At the University of Missouri, feminist professor Melissa Click cried out “I need some muscle over here!” to expel a reporter from the Concerned Student 1950 protest in a public quad. A more apt encapsulation of what conservatives feel ails academia—identity obsession, rights-curbing, self-righteous bullying—can scarcely be imagined. It’s exactly the kind of thing that might make them cry out for some muscle of their own: someone to force intellectual diversity. Indeed, Republican presidential candidate Ben Carson has said he would punish “extreme bias” by cutting off a school’s access to federal money.

Dr. Carson is right and wrong. Kill the funding, by all means, but not to engineer balance conservatives would deem acceptable.

The Click incident isn’t isolated, with campuses nationwide seeing Missouri-inspired protests and some troubling behavior and demands. Perhaps the most striking has been at Amherst College, where the group Amherst Uprising, in addition to publishing an exhaustive list of peoples it demands school officials apologize to for historical injustices, declared:

President Martin must issue a statement … that states we do not tolerate the actions of student(s) who posted the “All Lives Matter” posters, and the “Free Speech” posters that stated … “in memoriam of the true victim of the Missouri Protests: Free Speech.” Also let the student body know that it was racially insensitive to the students of color on our college campus and beyond who are victim to racial harassment and death threats; alert them that Student Affairs may require them to go through the Disciplinary Process if a formal complaint is filed, and that they will be required to attend extensive training for racial and cultural competency.

Directive 1 |
Say whether each statement agrees with the text on campus protests, answering yes or no and quoting the words of the text that decide it: (a) Melissa Click tried to remove a reporter from a protest held inside a private building; (b) Ben Carson has said he would cut off federal money to schools that show extreme bias; (c) Amherst Uprising published a list of peoples it demands school officials apologize to.
Directive 2 |
Write out the passage of the text on campus protests starting with "At the University" and going on through "to federal money.".
The material that comes next has no connection to the text on campus protests.

Entries provided |
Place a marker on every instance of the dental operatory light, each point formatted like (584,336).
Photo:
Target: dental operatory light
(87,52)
...
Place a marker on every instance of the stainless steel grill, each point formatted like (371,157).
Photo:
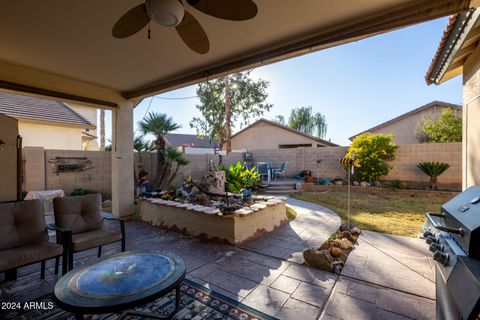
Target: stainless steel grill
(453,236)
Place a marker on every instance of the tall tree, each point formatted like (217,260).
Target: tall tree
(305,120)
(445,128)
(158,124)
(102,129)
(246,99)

Full output 1 |
(a) No: "to expel a reporter from the Concerned Student 1950 protest in a public quad"
(b) Yes: "he would punish “extreme bias” by cutting off a school’s access to federal money"
(c) Yes: "publishing an exhaustive list of peoples it demands school officials apologize to for historical injustices"

Full output 2 |
At the University of Missouri, feminist professor Melissa Click cried out “I need some muscle over here!” to expel a reporter from the Concerned Student 1950 protest in a public quad. A more apt encapsulation of what conservatives feel ails academia—identity obsession, rights-curbing, self-righteous bullying—can scarcely be imagined. It’s exactly the kind of thing that might make them cry out for some muscle of their own: someone to force intellectual diversity. Indeed, Republican presidential candidate Ben Carson has said he would punish “extreme bias” by cutting off a school’s access to federal money.